>> Begin Material

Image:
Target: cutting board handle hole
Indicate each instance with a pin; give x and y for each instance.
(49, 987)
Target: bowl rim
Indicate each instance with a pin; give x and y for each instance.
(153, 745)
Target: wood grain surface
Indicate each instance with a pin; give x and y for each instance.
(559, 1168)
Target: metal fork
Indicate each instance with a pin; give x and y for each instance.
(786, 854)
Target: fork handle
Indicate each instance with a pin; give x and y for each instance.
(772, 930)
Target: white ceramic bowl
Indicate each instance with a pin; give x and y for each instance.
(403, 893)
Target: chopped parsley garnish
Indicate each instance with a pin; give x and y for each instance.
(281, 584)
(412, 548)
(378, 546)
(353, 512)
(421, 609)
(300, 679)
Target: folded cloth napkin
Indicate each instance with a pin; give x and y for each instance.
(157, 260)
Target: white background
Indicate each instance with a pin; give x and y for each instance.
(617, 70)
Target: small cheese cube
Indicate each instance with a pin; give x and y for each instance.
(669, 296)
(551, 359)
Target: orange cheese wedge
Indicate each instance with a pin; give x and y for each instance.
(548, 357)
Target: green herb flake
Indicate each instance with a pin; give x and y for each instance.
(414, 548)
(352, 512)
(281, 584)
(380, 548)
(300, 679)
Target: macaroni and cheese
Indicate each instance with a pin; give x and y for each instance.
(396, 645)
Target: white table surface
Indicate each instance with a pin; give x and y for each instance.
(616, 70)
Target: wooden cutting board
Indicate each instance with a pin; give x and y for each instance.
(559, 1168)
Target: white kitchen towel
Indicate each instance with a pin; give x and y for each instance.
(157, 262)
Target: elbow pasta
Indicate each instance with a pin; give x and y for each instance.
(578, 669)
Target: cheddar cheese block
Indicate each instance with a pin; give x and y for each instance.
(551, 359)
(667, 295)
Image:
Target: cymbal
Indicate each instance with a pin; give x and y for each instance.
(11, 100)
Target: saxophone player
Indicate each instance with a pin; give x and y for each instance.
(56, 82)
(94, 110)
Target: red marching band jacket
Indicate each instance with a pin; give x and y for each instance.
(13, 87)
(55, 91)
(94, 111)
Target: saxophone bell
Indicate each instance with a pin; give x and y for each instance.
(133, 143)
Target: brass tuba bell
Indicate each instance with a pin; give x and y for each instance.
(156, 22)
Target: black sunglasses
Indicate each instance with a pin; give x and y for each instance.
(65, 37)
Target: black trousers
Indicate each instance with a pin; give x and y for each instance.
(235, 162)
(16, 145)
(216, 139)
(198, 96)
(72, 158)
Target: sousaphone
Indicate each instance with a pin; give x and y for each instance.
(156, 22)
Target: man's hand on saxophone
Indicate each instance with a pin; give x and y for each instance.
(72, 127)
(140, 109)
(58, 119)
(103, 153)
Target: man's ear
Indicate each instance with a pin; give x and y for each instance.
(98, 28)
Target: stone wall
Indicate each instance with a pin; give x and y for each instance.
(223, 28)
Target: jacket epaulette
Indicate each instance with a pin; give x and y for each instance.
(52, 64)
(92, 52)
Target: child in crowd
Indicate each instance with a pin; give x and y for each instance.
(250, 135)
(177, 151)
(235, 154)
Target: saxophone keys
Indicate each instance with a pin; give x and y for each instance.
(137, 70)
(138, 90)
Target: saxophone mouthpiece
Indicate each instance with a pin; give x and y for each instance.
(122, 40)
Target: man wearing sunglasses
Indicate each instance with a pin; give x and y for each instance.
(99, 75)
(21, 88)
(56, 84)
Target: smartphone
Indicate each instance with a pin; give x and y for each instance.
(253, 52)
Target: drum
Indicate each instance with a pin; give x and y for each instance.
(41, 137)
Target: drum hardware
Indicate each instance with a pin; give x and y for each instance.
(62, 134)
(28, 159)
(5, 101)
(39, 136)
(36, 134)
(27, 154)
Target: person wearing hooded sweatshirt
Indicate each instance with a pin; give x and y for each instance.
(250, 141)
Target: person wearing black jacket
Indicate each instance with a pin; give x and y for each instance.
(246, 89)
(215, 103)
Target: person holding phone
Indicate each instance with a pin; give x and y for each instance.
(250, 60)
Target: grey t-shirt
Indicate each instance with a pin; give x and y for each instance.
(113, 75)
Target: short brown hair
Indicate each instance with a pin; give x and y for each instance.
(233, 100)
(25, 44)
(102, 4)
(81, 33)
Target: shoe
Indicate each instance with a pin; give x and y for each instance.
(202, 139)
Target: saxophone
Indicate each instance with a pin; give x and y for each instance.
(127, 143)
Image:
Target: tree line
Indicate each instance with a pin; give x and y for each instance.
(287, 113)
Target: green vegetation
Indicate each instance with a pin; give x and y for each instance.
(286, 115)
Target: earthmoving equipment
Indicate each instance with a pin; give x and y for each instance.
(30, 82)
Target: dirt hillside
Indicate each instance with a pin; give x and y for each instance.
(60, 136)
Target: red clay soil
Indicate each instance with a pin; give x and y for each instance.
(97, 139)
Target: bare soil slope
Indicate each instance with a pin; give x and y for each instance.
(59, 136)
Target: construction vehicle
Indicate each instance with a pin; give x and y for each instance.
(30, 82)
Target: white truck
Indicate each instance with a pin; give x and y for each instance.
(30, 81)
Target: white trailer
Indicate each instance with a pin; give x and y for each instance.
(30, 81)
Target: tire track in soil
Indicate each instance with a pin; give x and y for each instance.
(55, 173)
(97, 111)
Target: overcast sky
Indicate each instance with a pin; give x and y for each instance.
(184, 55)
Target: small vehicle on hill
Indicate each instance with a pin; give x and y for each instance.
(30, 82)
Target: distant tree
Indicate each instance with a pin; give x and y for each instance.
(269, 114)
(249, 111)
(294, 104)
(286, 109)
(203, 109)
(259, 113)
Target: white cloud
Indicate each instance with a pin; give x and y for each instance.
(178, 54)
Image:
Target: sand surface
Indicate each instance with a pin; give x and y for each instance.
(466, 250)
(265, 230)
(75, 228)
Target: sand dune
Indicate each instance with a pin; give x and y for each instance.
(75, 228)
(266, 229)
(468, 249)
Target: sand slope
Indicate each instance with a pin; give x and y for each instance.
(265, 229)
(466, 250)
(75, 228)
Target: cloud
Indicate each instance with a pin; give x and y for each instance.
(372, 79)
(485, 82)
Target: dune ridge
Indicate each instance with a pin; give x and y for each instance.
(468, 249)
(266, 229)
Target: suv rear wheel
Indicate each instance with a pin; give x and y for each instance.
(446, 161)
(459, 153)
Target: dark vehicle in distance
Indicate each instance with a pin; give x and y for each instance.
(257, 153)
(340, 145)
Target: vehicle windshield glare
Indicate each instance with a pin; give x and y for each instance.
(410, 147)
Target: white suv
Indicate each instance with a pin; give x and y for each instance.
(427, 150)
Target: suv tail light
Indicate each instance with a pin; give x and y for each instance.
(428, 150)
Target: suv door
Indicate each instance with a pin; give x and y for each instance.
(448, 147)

>> End Material

> **What needs to be done**:
Recast every line of the records above as a Markdown table with the columns "Row" and "Line", numbering the rows in order and skipping any blank lines.

> **Written reply**:
| Row | Line |
|---|---|
| 1 | Image: |
| 2 | Target: cutting board handle hole |
| 3 | Indicate each instance with a pin; give x and y for each instance. |
| 4 | (49, 987) |
| 5 | Target: bowl rim |
| 6 | Indicate each instance with a pin; give x and y for each instance. |
| 7 | (153, 745) |
| 8 | Target: wood grain surface |
| 9 | Indicate each instance with a pin; give x and y for each instance. |
| 10 | (559, 1168) |
| 11 | Target: metal fork |
| 12 | Indicate each instance with a pin; give x and y for each instance. |
| 13 | (786, 854) |
| 14 | Target: fork handle |
| 15 | Indicate each instance with a pin; give x and y for each instance. |
| 16 | (772, 930) |
| 17 | Target: white ceramic bowl |
| 18 | Indicate each instance with a pin; give x and y for each instance. |
| 19 | (403, 893) |
| 20 | Target: chopped parsley garnish |
| 21 | Indicate each instance with a pin; give x and y for each instance. |
| 22 | (281, 584) |
| 23 | (412, 548) |
| 24 | (378, 546) |
| 25 | (353, 512) |
| 26 | (421, 609) |
| 27 | (300, 679) |
| 28 | Target: folded cloth napkin |
| 29 | Indicate each instance with a pin; give x and y for each instance. |
| 30 | (157, 260) |
| 31 | Target: white background |
| 32 | Indicate each instance with a pin; give x and y for each instance. |
| 33 | (617, 70) |
| 34 | Target: small cheese cube |
| 35 | Indicate each instance with a pin; give x and y for each instance. |
| 36 | (669, 296) |
| 37 | (551, 359) |
| 38 | Target: orange cheese wedge |
| 39 | Indicate each instance with a pin; give x and y for each instance. |
| 40 | (548, 357) |
| 41 | Target: green herb flake |
| 42 | Indicate each instance with a pin; give x and y for each instance. |
| 43 | (414, 548) |
| 44 | (352, 512) |
| 45 | (281, 584) |
| 46 | (380, 548) |
| 47 | (300, 679) |
| 48 | Target: macaroni and cheese |
| 49 | Indicate each instance with a pin; give x and y for each instance. |
| 50 | (396, 645) |
| 51 | Target: white table surface |
| 52 | Indicate each instance with a pin; give x and y for each instance. |
| 53 | (616, 70) |
| 54 | Target: wooden cutting board |
| 55 | Indicate each instance with a pin; give x and y for each instance. |
| 56 | (559, 1168) |
| 57 | Target: white kitchen towel |
| 58 | Indicate each instance with a pin; give x and y for each instance. |
| 59 | (157, 262) |
| 60 | Target: elbow pasta |
| 61 | Indicate each instance with a pin; give x and y for each instance. |
| 62 | (578, 669) |
| 63 | Target: cheddar cheese block |
| 64 | Indicate each instance with a pin; give x and y for each instance. |
| 65 | (551, 359) |
| 66 | (667, 295) |
| 67 | Image: |
| 68 | Target: cymbal |
| 69 | Indicate each instance with a pin; give x and y for each instance. |
| 70 | (11, 100) |
| 71 | Target: saxophone player |
| 72 | Indicate each instance with a pin; give x and y for each instance. |
| 73 | (56, 82) |
| 74 | (94, 110) |
| 75 | Target: red marching band jacket |
| 76 | Indicate each instance with a pin; give x and y for each instance. |
| 77 | (13, 87) |
| 78 | (55, 91) |
| 79 | (94, 111) |
| 80 | Target: saxophone bell |
| 81 | Indicate each instance with a pin; give x and y for each instance. |
| 82 | (133, 143) |
| 83 | Target: brass tuba bell |
| 84 | Indicate each instance with a pin; give x and y for each instance. |
| 85 | (156, 22) |
| 86 | Target: black sunglasses |
| 87 | Indicate each instance with a pin; give x and y for each instance. |
| 88 | (65, 37) |
| 89 | Target: black trousers |
| 90 | Indicate each instance with a pin; give x and y for each instance. |
| 91 | (235, 162) |
| 92 | (16, 145) |
| 93 | (216, 139) |
| 94 | (198, 96) |
| 95 | (72, 158) |
| 96 | Target: sousaphone |
| 97 | Indicate each instance with a pin; give x and y for each instance. |
| 98 | (156, 22) |
| 99 | Target: man's hand on saxophone |
| 100 | Indicate each instance with a pin; give x and y for each instance. |
| 101 | (72, 127) |
| 102 | (140, 109) |
| 103 | (58, 119) |
| 104 | (103, 153) |
| 105 | Target: man's ear |
| 106 | Indicate each instance with a pin; give x and y for each instance. |
| 107 | (98, 28) |
| 108 | Target: stone wall |
| 109 | Indicate each instance with a pin; give x and y for each instance. |
| 110 | (223, 28) |
| 111 | Target: jacket epaulette |
| 112 | Indicate each instance with a pin; give x and y for each instance. |
| 113 | (52, 64) |
| 114 | (92, 52) |
| 115 | Target: child in crowd |
| 116 | Indicate each instance with a pin; give x and y for each instance. |
| 117 | (250, 135) |
| 118 | (177, 151) |
| 119 | (235, 154) |
| 120 | Target: saxophone keys |
| 121 | Indicate each instance with a pin; give x and y for each instance. |
| 122 | (137, 70) |
| 123 | (138, 90) |
| 124 | Target: saxophone mouthpiece |
| 125 | Indicate each instance with a pin; give x and y for each instance. |
| 126 | (122, 40) |
| 127 | Target: man wearing sunglasses |
| 128 | Indicate each instance with a pin; give x and y for each instance. |
| 129 | (99, 75) |
| 130 | (21, 88) |
| 131 | (56, 84) |
| 132 | Target: smartphone |
| 133 | Indicate each instance with a pin; give x and y for each instance. |
| 134 | (253, 52) |
| 135 | Target: drum |
| 136 | Indicate each instance with a pin; give x and y for each instance. |
| 137 | (41, 137) |
| 138 | Target: drum hardware |
| 139 | Indicate each instance with a pin; give x and y for each instance. |
| 140 | (62, 134) |
| 141 | (28, 159) |
| 142 | (5, 101) |
| 143 | (39, 136) |
| 144 | (36, 134) |
| 145 | (27, 154) |
| 146 | Target: person wearing hooded sweatshirt |
| 147 | Indicate each instance with a pin; give x and y for each instance. |
| 148 | (250, 141) |
| 149 | Target: person wearing black jacket |
| 150 | Indicate each instance with a pin; give x and y for each instance. |
| 151 | (246, 89) |
| 152 | (215, 103) |
| 153 | Target: person holding phone |
| 154 | Indicate each instance with a pin; give x and y for each instance. |
| 155 | (250, 60) |
| 156 | Target: grey t-shirt |
| 157 | Indicate each instance with a pin; give x and y for each instance. |
| 158 | (113, 75) |
| 159 | Target: short brown hair |
| 160 | Indicate each instance with a pin; give x and y for each instance. |
| 161 | (233, 100) |
| 162 | (25, 44) |
| 163 | (102, 4) |
| 164 | (81, 33) |
| 165 | Target: shoe |
| 166 | Indicate each instance with a pin; give x and y for each instance. |
| 167 | (202, 139) |
| 168 | Target: saxophone |
| 169 | Indicate each instance with a pin; give x and y for each instance. |
| 170 | (127, 143) |
| 171 | Image: |
| 172 | Target: tree line |
| 173 | Indicate each instance with a pin; give x and y for each instance. |
| 174 | (287, 113) |
| 175 | Target: green vegetation |
| 176 | Indicate each instance with a pin; give x and y for each instance. |
| 177 | (286, 115) |
| 178 | Target: earthmoving equipment |
| 179 | Indicate each instance with a pin; give x and y for each instance. |
| 180 | (30, 82) |
| 181 | Target: dirt hillside |
| 182 | Indicate each instance with a pin; give x and y for each instance. |
| 183 | (60, 136) |
| 184 | Target: red clay soil |
| 185 | Indicate each instance with a pin; give x and y for each instance. |
| 186 | (97, 139) |
| 187 | Target: bare soil slope |
| 188 | Indicate each instance with a pin; give x and y for each instance. |
| 189 | (59, 136) |
| 190 | Target: construction vehicle |
| 191 | Indicate each instance with a pin; give x and y for each instance. |
| 192 | (30, 82) |
| 193 | Target: white truck |
| 194 | Indicate each instance with a pin; give x and y for each instance. |
| 195 | (30, 81) |
| 196 | Target: white trailer |
| 197 | Indicate each instance with a pin; give x and y for each instance. |
| 198 | (30, 81) |
| 199 | Target: tire track in soil |
| 200 | Indicate each instance with a pin; give x and y for each instance. |
| 201 | (55, 173) |
| 202 | (97, 111) |
| 203 | Target: overcast sky |
| 204 | Indicate each instance with a pin; give x and y for each instance. |
| 205 | (184, 55) |
| 206 | Target: small vehicle on hill |
| 207 | Indicate each instance with a pin; give x and y for each instance. |
| 208 | (30, 82) |
| 209 | Target: distant tree |
| 210 | Indicate each instance with a pin; give x and y for each instance. |
| 211 | (269, 114) |
| 212 | (249, 111) |
| 213 | (294, 104) |
| 214 | (286, 109) |
| 215 | (203, 109) |
| 216 | (259, 113) |
| 217 | Target: white cloud |
| 218 | Indicate each instance with a pin; give x and y for each instance. |
| 219 | (178, 54) |
| 220 | Image: |
| 221 | Target: sand surface |
| 222 | Indicate each instance with a pin; give x and y for each instance. |
| 223 | (466, 250) |
| 224 | (265, 230) |
| 225 | (75, 228) |
| 226 | Target: sand dune |
| 227 | Indicate each instance with a pin; give x and y for each instance. |
| 228 | (75, 228) |
| 229 | (266, 229) |
| 230 | (468, 249) |
| 231 | Target: sand slope |
| 232 | Indicate each instance with a pin; give x and y for each instance. |
| 233 | (265, 229) |
| 234 | (466, 250) |
| 235 | (75, 228) |
| 236 | Target: cloud |
| 237 | Indicate each instance with a pin; give x and y for each instance. |
| 238 | (372, 79) |
| 239 | (485, 82) |
| 240 | Target: dune ridge |
| 241 | Indicate each instance with a pin; give x and y for each instance. |
| 242 | (468, 249) |
| 243 | (266, 229) |
| 244 | Target: suv rear wheel |
| 245 | Indicate each instance with a pin; give x and y for each instance. |
| 246 | (446, 161) |
| 247 | (459, 153) |
| 248 | Target: dark vehicle in distance |
| 249 | Indicate each instance with a pin; give x and y for each instance. |
| 250 | (257, 153) |
| 251 | (340, 145) |
| 252 | Target: vehicle windshield glare |
| 253 | Indicate each instance with a pin; give x and y for each instance. |
| 254 | (410, 147) |
| 255 | Target: white suv |
| 256 | Indicate each instance with a pin; give x and y for each instance. |
| 257 | (427, 150) |
| 258 | Target: suv tail light |
| 259 | Indicate each instance with a pin; give x and y for each instance. |
| 260 | (428, 150) |
| 261 | Target: suv door |
| 262 | Indicate each instance with a pin; give x and y for each instance. |
| 263 | (448, 147) |